TEXT
# The real function the Tesla coil shaped brush end



## drjpawlus (Mar 13, 2010)

]The imaginations went wild on this one, but the answers are slowing down so I thought I would answer the question before a few people go insane.  I knew it was time to end this when a dentist had trouble with this.  Lots of interesting answers though that were quite entertaining.  

So here it is.  Drum roll please.....

Porcelain Crowns and veneers are typically made by taking porcelain powder, wetting it to a thick slurry, and applying it with a brush to a die or metal coping.  The porcelain is then touched with a tissue to remove the excess moisture from the porcelain.  Many technicians will utilize another tool to create an even denser porcelain.  That is what this tip replaces.  Rather than have to put the brush down and grab another tool, this tip is used.  It is placed against the die and gently moved back and forth to create a gentle vibration.  This causes the porcelain particles to pack together even tighter and water comes to the surface of the porcelain, which is again gently blotted with a tissue.  This action causes the porcelain to be denser, resulting in a stronger crown or veneer. 

Now, I still have this really cool wood.  Just look up Greenmountain Guys pics of the Curly pernambuco and Ebony burl.  That is hard stuff to come by.   I will give both pieces to the first person to figure out what a dental technician would use the tail end of this brush for.  It has a definite function. In fact, the tesla coil has two functions, the end of it is about 6 mm of straight steel that performs another role.  For all the marbles, what is that function.  Good luck everyone!

DATASET EXTRACT
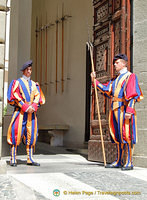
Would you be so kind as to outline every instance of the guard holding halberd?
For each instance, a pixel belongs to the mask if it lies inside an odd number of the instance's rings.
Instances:
[[[113,65],[118,76],[106,84],[96,80],[97,89],[107,97],[112,97],[109,113],[110,136],[117,145],[117,158],[106,168],[121,168],[132,170],[132,149],[137,142],[137,121],[135,103],[143,99],[137,76],[127,69],[128,58],[125,54],[118,54],[113,59]],[[92,82],[96,78],[91,73]],[[123,153],[126,149],[126,162],[123,163]]]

PROBLEM STATEMENT
In the forum post on the Tesla coil brush end, what happens when the tip is moved back and forth against the die?

OUTPUT FOR THIS TASK
The gentle vibration packs the porcelain particles together more tightly and brings water to the surface, so the porcelain becomes denser and the crown or veneer stronger.